[Start]
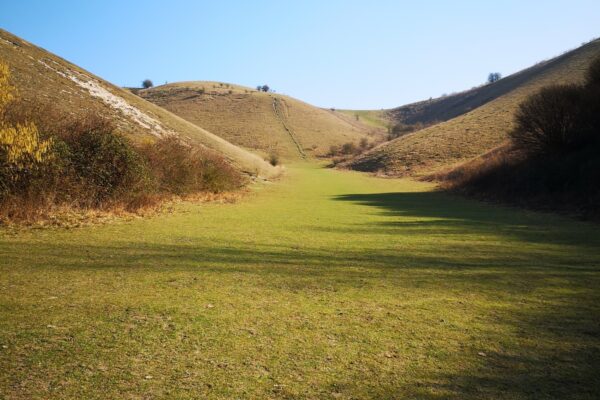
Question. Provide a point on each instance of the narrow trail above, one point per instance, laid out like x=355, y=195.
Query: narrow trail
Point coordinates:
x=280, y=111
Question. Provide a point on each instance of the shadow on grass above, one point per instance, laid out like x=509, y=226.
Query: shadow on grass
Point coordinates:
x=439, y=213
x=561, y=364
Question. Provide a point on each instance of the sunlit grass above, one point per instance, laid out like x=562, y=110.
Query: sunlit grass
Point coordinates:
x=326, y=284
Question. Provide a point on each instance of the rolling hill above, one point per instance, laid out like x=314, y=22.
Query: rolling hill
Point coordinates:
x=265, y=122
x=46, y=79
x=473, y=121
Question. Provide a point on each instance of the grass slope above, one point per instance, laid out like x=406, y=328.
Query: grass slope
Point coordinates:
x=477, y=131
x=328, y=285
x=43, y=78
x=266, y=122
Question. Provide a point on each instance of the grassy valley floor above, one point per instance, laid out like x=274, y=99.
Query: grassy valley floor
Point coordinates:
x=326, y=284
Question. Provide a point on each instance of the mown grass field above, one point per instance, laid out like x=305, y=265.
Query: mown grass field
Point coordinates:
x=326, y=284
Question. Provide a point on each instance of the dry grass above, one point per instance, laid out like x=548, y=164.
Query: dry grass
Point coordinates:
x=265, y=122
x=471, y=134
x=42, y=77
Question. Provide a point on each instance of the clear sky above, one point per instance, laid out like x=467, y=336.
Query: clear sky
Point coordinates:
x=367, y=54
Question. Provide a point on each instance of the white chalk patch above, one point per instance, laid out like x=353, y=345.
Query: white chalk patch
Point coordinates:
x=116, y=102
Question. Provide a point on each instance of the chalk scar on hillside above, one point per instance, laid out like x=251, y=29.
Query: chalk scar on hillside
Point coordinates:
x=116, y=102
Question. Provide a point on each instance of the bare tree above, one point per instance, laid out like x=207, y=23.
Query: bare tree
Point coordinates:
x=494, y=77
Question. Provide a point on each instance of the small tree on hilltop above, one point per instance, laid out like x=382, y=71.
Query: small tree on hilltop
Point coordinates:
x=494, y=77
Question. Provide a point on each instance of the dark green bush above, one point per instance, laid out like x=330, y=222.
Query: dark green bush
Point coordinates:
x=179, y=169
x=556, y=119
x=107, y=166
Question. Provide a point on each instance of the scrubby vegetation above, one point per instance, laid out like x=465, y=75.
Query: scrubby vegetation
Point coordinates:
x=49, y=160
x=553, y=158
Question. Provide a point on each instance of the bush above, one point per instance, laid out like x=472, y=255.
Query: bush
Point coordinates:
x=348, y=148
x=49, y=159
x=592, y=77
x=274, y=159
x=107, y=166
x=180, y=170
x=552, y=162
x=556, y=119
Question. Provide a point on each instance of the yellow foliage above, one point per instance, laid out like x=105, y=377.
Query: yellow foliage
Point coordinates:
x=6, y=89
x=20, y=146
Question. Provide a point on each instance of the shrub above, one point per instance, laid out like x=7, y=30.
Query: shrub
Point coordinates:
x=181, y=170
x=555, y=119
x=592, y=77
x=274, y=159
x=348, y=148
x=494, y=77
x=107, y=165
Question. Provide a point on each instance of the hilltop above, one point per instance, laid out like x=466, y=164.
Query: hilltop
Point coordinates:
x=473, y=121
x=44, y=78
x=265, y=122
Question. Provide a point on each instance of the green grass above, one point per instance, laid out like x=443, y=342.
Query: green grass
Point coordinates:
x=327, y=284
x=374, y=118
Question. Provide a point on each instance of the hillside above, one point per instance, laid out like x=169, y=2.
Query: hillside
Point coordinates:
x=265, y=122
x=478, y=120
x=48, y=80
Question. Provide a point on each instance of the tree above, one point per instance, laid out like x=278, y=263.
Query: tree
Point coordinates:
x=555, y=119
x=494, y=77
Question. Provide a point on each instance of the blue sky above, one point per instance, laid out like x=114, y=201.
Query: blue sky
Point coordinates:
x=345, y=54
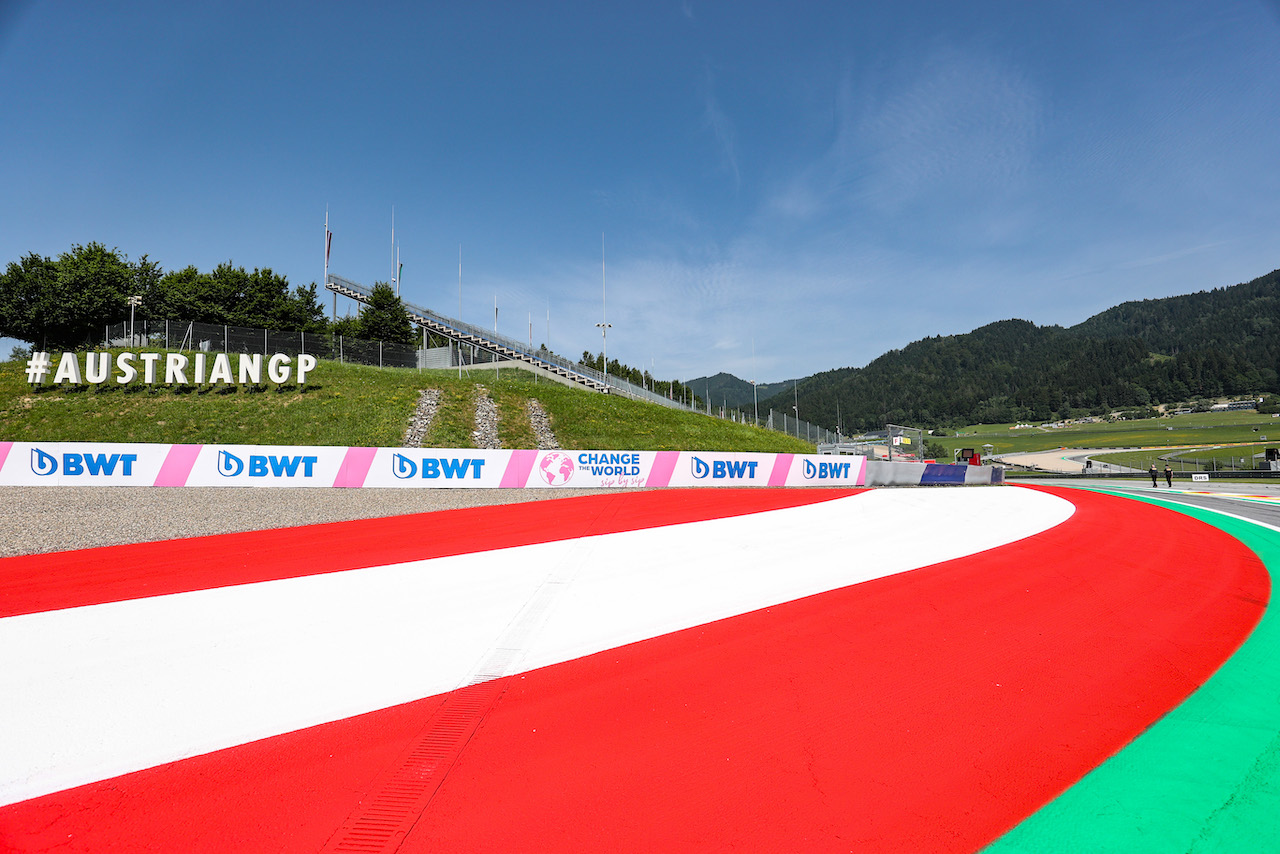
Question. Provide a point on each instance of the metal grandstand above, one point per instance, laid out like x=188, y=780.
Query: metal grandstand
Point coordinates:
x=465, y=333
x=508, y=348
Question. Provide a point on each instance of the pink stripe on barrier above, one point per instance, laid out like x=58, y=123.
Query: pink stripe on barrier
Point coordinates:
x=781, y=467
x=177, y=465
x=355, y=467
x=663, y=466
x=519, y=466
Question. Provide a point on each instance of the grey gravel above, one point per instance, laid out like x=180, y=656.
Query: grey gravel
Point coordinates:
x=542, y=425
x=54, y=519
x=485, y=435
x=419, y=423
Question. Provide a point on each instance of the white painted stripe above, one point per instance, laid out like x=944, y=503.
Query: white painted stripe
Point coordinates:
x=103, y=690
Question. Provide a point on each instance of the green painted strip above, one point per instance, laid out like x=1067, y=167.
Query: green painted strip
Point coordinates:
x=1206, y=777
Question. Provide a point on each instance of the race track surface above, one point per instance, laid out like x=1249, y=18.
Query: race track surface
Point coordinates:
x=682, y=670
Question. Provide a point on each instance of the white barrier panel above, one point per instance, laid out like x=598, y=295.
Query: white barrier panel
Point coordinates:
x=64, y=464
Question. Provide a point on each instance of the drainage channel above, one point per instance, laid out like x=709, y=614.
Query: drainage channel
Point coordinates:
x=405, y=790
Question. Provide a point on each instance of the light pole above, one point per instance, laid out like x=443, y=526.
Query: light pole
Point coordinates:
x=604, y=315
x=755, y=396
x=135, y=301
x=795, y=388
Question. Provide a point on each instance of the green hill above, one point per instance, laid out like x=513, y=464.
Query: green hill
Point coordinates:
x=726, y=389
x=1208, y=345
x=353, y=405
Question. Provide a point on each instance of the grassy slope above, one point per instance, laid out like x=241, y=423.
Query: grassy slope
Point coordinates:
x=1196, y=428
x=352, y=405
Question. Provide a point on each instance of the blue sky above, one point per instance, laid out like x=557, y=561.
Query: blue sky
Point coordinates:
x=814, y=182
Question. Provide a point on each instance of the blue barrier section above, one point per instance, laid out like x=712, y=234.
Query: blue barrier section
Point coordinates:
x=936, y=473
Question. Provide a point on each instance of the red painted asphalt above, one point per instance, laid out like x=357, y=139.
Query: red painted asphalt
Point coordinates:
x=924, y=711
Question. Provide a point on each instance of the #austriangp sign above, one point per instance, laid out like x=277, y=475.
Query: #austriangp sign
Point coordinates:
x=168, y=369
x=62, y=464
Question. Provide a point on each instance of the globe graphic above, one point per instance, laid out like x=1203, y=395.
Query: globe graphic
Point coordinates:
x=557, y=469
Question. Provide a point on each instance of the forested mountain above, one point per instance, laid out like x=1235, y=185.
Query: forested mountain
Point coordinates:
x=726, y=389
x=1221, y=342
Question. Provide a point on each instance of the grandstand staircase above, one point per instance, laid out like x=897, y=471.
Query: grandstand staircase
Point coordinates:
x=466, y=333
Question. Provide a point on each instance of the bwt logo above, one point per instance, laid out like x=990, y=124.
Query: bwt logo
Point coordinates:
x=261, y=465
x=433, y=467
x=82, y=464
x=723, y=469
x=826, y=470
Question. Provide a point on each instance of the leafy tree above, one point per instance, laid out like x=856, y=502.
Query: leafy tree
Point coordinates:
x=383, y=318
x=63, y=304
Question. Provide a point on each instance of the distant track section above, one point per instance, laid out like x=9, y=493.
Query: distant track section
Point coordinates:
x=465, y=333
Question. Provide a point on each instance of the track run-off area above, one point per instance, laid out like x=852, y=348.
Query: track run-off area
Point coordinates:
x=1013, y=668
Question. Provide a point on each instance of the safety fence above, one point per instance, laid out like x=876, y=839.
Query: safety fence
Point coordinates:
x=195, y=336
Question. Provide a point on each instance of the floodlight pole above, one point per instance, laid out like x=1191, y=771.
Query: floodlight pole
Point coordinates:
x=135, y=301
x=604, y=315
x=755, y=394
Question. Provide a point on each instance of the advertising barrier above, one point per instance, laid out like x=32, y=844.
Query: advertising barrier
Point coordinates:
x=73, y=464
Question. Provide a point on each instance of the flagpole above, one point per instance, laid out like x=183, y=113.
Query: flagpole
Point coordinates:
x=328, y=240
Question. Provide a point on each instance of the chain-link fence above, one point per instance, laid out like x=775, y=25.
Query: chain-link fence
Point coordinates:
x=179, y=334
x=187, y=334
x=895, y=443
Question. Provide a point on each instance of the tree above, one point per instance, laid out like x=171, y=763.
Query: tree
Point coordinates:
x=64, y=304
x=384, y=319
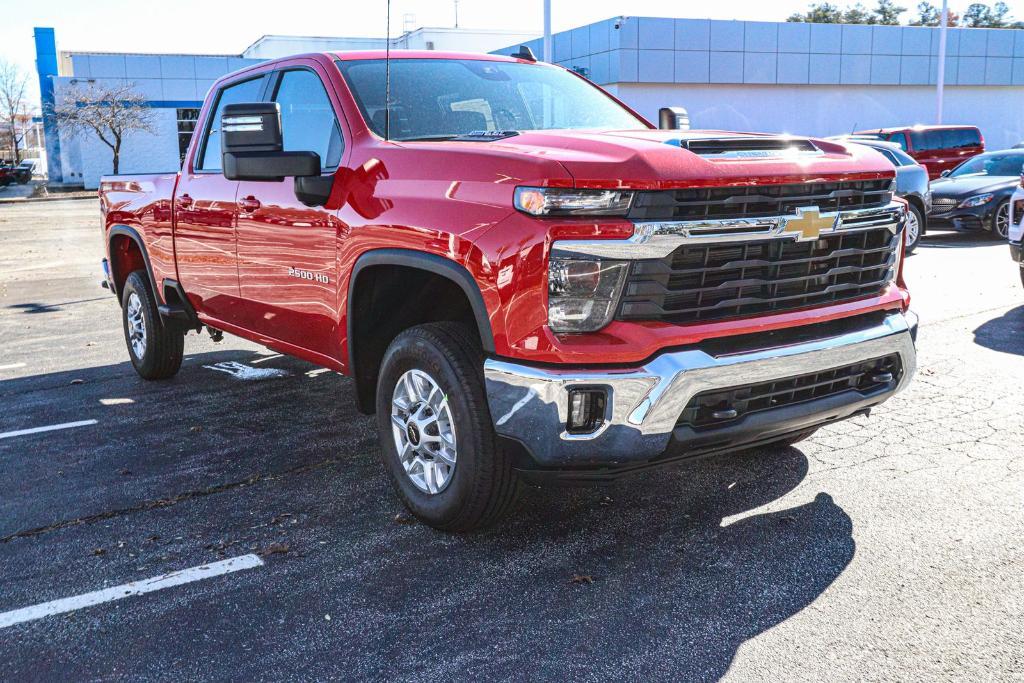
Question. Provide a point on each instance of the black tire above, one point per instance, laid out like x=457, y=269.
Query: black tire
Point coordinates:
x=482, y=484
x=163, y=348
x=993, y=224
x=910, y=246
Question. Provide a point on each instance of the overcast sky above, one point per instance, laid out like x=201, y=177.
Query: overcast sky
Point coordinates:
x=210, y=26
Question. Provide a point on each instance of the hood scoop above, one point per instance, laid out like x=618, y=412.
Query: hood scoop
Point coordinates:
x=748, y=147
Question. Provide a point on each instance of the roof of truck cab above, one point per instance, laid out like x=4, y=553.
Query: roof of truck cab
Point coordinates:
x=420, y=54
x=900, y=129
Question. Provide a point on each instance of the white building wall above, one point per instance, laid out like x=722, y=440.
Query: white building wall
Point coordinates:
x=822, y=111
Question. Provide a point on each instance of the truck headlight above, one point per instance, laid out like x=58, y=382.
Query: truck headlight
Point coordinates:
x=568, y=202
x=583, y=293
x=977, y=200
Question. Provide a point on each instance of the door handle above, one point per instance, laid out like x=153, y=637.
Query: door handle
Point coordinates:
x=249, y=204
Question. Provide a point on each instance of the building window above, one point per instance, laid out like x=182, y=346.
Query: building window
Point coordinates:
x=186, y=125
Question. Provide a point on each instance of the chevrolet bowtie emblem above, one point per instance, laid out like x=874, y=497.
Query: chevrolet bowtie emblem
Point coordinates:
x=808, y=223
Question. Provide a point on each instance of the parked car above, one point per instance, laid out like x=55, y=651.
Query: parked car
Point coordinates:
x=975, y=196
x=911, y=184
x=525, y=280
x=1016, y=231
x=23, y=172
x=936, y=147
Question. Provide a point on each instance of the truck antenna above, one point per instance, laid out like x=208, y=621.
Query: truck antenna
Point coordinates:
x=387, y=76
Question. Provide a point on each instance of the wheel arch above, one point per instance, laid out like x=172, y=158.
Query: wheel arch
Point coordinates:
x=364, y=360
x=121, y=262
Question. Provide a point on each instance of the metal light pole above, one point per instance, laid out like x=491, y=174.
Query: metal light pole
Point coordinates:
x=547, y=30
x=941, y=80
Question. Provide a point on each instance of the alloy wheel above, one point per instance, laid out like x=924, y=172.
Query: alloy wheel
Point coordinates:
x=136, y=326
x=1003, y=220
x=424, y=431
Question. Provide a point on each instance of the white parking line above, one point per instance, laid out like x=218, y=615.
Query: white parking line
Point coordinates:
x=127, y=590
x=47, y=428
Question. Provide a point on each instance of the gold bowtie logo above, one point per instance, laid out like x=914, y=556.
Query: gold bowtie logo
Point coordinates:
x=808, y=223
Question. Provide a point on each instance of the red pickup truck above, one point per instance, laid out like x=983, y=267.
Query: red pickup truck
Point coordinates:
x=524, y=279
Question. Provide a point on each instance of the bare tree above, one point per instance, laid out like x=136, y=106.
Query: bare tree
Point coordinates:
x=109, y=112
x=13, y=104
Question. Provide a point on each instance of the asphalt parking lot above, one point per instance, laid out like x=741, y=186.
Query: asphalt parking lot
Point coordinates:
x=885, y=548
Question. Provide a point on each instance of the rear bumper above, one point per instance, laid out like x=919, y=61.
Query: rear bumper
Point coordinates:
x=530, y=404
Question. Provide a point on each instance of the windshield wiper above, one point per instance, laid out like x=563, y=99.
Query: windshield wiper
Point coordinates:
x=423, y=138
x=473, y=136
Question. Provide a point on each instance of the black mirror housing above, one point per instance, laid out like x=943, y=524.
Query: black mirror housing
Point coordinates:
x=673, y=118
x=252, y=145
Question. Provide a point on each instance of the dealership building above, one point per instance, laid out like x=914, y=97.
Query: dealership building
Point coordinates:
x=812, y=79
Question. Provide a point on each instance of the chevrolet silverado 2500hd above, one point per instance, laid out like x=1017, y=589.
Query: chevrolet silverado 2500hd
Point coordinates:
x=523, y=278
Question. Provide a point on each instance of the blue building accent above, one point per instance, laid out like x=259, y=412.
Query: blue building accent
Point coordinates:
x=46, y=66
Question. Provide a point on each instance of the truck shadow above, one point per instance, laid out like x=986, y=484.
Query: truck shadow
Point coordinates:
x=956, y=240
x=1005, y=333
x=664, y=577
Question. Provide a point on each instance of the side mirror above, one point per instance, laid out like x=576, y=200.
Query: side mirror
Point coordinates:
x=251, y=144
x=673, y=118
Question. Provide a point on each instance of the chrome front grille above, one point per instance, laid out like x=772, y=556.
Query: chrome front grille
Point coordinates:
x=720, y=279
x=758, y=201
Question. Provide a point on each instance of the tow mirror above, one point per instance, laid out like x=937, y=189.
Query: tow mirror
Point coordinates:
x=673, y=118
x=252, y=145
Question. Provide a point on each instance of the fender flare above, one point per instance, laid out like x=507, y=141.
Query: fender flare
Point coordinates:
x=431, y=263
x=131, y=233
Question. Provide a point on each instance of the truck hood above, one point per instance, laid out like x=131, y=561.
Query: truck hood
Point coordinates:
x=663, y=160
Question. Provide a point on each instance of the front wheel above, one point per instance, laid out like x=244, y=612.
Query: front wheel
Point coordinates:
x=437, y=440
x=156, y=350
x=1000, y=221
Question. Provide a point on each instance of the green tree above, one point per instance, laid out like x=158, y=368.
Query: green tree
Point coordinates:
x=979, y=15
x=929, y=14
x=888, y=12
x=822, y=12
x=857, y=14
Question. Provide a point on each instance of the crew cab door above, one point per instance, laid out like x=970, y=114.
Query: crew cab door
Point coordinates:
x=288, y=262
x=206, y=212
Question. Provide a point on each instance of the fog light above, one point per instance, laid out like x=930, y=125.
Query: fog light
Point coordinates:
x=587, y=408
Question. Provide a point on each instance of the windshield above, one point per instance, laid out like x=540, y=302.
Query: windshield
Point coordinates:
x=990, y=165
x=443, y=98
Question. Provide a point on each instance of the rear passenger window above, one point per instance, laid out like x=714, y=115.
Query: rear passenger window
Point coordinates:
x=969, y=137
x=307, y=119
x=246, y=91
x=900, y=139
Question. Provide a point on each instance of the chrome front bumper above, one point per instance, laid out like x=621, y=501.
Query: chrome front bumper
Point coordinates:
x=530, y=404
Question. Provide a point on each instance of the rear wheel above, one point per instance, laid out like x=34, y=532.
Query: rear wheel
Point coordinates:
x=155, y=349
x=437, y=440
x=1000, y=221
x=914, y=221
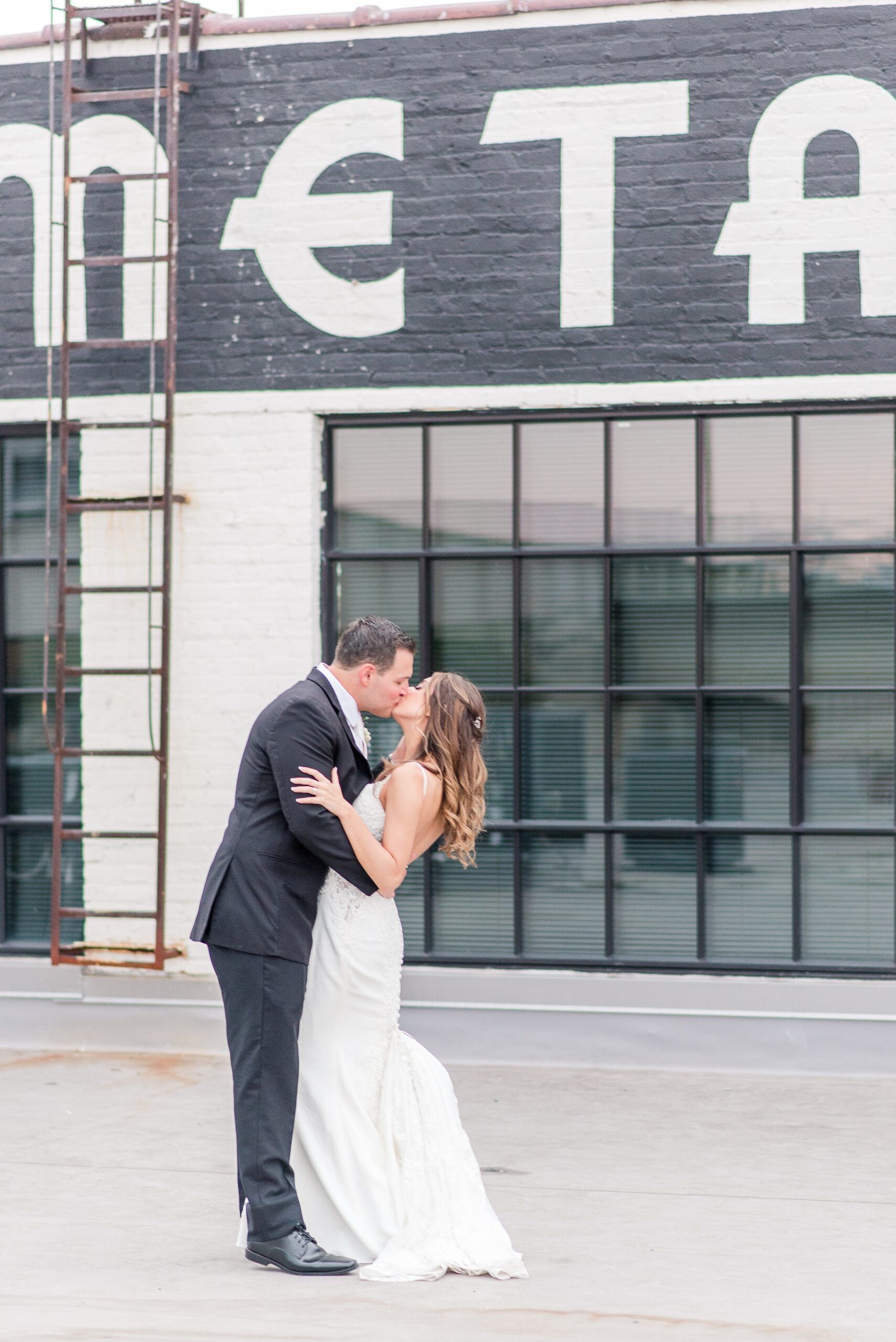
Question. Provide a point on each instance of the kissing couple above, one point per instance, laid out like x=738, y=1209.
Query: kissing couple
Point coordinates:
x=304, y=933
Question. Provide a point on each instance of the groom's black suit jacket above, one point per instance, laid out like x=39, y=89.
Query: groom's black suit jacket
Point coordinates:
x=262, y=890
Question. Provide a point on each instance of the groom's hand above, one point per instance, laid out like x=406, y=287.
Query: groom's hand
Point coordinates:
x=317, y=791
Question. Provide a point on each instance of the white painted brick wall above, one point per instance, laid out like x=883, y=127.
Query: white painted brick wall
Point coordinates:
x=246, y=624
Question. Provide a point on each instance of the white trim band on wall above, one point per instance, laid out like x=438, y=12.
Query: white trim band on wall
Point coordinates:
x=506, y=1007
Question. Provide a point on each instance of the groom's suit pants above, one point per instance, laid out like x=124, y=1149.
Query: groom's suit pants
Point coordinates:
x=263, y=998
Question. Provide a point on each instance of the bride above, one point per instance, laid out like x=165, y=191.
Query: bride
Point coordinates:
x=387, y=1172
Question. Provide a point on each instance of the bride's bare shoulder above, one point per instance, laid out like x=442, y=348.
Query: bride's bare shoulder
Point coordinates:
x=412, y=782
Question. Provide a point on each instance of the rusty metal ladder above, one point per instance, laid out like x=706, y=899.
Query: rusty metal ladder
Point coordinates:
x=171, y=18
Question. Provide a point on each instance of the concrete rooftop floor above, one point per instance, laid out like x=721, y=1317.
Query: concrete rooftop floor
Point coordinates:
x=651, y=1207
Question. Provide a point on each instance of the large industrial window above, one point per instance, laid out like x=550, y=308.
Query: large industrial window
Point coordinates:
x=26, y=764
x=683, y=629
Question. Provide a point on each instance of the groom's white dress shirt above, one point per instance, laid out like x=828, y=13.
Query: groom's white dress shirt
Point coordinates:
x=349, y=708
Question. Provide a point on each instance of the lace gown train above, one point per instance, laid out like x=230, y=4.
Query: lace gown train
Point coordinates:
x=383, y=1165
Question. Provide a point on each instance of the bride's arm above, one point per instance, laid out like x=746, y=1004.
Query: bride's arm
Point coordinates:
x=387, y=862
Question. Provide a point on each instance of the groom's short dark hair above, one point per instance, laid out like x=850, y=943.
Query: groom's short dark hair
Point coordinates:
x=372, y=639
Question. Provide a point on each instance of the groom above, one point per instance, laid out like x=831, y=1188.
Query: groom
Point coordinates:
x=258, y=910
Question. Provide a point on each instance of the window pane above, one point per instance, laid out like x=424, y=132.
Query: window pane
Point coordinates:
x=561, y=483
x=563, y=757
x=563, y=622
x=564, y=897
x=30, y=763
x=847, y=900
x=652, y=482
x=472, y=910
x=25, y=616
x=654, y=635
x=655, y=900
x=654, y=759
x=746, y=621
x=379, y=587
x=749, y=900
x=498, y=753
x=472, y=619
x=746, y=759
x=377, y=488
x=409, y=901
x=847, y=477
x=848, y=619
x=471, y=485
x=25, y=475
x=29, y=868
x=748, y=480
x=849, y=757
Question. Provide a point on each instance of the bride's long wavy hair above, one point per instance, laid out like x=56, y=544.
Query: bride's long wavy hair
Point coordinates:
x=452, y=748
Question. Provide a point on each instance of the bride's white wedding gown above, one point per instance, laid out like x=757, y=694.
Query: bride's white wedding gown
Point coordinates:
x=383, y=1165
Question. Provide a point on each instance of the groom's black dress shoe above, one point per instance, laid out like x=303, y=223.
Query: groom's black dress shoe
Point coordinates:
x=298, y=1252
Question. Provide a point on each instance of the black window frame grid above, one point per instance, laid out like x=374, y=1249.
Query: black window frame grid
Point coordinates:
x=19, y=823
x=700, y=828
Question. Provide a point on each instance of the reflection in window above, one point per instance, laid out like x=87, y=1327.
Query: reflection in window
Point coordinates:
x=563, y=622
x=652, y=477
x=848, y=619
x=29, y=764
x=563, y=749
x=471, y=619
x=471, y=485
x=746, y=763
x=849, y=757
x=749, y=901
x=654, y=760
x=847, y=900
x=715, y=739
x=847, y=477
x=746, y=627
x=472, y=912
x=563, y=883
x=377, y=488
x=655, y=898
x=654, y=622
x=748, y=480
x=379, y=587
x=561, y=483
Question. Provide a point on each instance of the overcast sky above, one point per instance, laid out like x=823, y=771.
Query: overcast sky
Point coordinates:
[End]
Reproduce verbatim the data lines between the line holding "like x=114, y=201." and the line holding "x=508, y=348", both inclusive. Leave the pictures out of the output.

Question. Provide a point on each instance of the blue sky above, one point per instance, laid out like x=114, y=201.
Query: blue sky
Point coordinates:
x=345, y=54
Question. Provide a point on each instance of the metal grandstand above, one point per instance, laid out like x=188, y=780.
Query: metal grandstand
Point coordinates:
x=465, y=333
x=508, y=348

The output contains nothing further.